■ **Extract**
Tactic Lust Has Little Value

February 7, 2010 by ebrown  
Filed under Engagement Strategies

Are you in love with on line tactics, such as facebook and twitter, but are wondering why you only have a handful of followers or fans? It is all the rage today to be a part of this craze we call Social Media Marketing, but if you are just talking to yourself, there is no net effect for your business. Said differently, being on facebook and twitter alone has little to no value to your small business unless you are engaging with your community of interest.

What Do I Say or Post

Social Media is outreach on steroids. it is a way for folks to share things of interest with other like friends and associations. Social Media Marketing can be an excellent way to expand your customer base. Master aligning content with your core customer base, and become a source conduit via the various social platforms within your Circle of Influence.

Be a Curator of Content That You Are Experiencing

Dan McCarthy summed it up nicley on a recent comment he left on his blog

The distribution challenge — how do I get the content I want to share out into my social graph as easily as possible — is a technology-standards issue. For Facebook et al to leverage value out of their audience, they need techniques to keep their audience as organized as possible. Ergo, a walled garden of a certain degree. As a marketer or a media player, you want to assess each potential distribution channel in terms of the scale that you can aggregate and the results that you get from distributing content. The equation would be something like: (Size of social graph on platform/click-thrus)+(Redistribution of links)+(Inbound link recognition by Google)=Weighted value of audience.

■ **Task instructions**
1. Put this sentence from the social media marketing post into Spanish: "Social Media Marketing can be an excellent way to expand your customer base."
2. Write the next part of the social media marketing post, starting right after its final sentence.
The data plays no part in any of this.

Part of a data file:
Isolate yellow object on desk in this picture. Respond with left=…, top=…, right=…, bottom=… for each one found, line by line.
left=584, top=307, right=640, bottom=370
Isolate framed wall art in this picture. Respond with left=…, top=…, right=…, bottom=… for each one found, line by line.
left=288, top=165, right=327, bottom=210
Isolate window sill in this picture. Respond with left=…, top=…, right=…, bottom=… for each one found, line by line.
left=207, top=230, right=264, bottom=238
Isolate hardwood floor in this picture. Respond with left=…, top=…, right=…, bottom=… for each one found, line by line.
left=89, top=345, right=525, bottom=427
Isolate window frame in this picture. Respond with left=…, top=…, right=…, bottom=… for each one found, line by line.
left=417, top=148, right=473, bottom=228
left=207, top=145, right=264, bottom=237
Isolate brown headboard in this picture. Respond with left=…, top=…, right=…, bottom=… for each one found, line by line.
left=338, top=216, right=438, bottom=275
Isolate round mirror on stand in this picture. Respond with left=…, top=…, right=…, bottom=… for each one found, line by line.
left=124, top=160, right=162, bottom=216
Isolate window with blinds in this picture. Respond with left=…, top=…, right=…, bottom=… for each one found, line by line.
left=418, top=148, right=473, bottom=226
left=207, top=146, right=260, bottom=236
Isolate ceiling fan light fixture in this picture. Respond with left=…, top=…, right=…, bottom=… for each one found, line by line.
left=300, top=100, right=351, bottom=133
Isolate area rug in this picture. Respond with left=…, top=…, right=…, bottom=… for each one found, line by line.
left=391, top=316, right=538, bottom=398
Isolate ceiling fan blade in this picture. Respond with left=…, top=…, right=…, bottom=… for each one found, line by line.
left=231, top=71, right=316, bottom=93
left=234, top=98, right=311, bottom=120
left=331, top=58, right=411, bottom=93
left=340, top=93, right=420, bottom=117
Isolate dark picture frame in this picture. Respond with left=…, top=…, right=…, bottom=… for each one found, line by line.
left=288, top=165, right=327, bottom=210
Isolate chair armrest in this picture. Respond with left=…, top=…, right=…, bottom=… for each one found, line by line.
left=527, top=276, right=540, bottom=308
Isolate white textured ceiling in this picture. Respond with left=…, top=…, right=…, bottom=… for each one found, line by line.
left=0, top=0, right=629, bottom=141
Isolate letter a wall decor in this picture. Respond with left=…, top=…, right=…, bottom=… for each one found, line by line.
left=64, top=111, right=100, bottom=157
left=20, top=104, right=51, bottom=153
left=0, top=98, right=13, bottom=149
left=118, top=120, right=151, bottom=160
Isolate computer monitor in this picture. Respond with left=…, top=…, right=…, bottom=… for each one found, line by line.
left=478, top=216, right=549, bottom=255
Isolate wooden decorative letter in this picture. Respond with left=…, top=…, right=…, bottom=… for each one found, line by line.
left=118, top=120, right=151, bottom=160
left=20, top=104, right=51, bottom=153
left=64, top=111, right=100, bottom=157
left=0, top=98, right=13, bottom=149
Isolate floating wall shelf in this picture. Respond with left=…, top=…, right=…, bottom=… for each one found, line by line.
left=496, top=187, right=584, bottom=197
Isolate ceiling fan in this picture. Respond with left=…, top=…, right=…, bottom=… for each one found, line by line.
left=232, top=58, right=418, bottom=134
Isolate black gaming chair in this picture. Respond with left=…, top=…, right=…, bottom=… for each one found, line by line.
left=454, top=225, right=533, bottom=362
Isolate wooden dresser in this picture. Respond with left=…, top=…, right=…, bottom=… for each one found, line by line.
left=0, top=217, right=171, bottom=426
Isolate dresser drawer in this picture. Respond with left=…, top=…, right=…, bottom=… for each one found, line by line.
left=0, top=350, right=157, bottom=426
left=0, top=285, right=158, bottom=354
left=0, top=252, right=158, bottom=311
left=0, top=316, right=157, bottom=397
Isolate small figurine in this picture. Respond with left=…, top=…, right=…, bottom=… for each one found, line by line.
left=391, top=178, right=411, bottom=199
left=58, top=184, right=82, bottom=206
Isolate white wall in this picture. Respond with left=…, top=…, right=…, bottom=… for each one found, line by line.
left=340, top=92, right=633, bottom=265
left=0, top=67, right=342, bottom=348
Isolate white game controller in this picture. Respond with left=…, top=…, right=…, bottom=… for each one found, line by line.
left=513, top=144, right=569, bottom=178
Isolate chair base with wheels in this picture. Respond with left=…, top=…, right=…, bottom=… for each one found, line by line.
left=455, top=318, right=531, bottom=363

■ **Final results**
1. El marketing en redes sociales puede ser una excelente manera de ampliar tu base de clientes.

2.
The broad debate across the social media community about “original” versus “repurposed” content defines the content question in a way that is too confrontational, I think. A good example is the Good Reads summary of things that struck me that I do on this blog. I’ve been fascinated by the volume of upstream click-thru’s I’m driving with those posts. People are reading them and clicking through to the articles that I’m highlighting.

I’m acting as a curator of content that I’m experiencing. I’m applying an editorial filter on that content, and in each summary providing some context for why I think the post is interesting. The blog post itself isn’t strictly original, but it is definitely presenting a point of view that some number of my readers find useful.

That’s the role of curation, and every brand can benefit from it. For instance, imagine posting once a week on your Urbane apartments blog about new reviews of restaurants in the surrounding area. The reviews can come from any number of sources, and you pick out the ones that you think would be the most interesting to your Community. That’s curated content. It’s not original. But it is incredibly useful.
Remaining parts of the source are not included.